Please show every line of the data below that contains the word "fork". Case counts.

======== Provided data

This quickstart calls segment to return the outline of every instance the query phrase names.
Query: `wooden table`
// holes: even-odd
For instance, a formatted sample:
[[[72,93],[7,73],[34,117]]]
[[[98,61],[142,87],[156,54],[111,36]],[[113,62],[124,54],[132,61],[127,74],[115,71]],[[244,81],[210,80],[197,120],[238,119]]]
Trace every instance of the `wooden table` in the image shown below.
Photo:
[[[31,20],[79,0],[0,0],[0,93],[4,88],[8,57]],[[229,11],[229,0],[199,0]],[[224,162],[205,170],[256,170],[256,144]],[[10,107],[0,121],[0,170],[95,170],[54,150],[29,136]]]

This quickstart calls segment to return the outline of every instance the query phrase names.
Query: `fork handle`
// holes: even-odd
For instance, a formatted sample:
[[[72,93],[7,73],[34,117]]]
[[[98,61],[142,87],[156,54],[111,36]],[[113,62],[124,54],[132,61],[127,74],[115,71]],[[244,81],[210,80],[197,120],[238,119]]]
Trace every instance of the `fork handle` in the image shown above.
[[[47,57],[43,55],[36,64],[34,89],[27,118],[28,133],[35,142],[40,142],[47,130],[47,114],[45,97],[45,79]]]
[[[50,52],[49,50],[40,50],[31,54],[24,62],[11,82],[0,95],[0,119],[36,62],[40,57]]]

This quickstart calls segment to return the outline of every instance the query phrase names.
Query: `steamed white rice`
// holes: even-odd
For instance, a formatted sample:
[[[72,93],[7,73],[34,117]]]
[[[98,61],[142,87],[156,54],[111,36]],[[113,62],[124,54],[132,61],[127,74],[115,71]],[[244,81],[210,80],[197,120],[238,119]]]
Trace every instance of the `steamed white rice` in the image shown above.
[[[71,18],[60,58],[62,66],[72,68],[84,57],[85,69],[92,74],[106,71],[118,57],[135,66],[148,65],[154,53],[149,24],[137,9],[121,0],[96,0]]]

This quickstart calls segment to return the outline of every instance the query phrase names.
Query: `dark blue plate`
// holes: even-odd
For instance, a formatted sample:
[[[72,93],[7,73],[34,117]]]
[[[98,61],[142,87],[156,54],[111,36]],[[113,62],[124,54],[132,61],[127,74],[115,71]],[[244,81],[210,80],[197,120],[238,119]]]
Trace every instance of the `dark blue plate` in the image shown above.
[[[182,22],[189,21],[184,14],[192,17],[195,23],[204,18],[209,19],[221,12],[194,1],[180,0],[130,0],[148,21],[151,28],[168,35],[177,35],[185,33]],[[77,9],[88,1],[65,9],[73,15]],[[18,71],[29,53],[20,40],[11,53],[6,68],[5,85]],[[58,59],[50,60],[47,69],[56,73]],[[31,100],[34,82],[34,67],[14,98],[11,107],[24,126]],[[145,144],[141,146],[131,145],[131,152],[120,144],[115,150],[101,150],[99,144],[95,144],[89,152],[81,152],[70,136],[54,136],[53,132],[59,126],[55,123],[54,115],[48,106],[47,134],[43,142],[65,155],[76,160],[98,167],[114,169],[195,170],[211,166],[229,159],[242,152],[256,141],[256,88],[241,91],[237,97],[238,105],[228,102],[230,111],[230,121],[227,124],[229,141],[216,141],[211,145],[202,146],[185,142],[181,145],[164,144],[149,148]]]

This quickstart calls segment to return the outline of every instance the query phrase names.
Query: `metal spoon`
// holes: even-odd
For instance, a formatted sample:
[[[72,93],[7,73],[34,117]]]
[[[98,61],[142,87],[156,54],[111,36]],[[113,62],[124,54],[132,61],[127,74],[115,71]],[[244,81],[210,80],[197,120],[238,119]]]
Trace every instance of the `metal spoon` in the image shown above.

================
======== Provided data

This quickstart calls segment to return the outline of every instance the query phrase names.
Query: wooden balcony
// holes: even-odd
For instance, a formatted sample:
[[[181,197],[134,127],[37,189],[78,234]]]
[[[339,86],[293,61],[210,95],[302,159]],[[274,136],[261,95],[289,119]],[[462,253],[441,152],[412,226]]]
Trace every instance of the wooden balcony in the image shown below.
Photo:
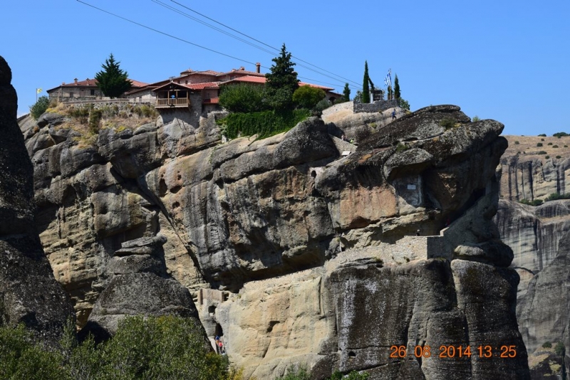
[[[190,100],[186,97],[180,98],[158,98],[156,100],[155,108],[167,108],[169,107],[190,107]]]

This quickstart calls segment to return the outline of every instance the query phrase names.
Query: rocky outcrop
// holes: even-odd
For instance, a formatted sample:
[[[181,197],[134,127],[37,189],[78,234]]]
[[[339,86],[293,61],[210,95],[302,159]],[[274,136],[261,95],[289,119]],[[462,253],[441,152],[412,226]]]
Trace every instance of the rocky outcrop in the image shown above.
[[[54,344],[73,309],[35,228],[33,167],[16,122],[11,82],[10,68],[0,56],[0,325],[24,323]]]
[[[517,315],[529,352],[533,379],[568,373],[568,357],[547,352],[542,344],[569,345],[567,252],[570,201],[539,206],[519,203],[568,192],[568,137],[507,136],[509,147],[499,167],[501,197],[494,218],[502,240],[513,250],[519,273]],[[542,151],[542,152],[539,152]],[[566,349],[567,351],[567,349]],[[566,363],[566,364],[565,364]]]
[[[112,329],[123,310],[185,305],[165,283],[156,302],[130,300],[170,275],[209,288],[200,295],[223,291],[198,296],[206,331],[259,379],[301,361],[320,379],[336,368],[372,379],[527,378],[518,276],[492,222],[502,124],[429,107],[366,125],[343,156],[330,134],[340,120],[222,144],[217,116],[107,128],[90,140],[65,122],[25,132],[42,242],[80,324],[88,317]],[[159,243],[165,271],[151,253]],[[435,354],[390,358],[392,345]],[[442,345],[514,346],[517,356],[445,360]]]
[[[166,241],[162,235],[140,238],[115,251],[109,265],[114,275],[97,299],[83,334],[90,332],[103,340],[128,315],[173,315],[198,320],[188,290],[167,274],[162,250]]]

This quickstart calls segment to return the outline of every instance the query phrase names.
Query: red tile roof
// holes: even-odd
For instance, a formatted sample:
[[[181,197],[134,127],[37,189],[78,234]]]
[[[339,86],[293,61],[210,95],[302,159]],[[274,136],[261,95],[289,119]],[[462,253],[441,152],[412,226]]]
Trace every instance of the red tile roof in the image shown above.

================

(Task response)
Query: `fork handle`
Trace every instance of the `fork handle` in the image shown above.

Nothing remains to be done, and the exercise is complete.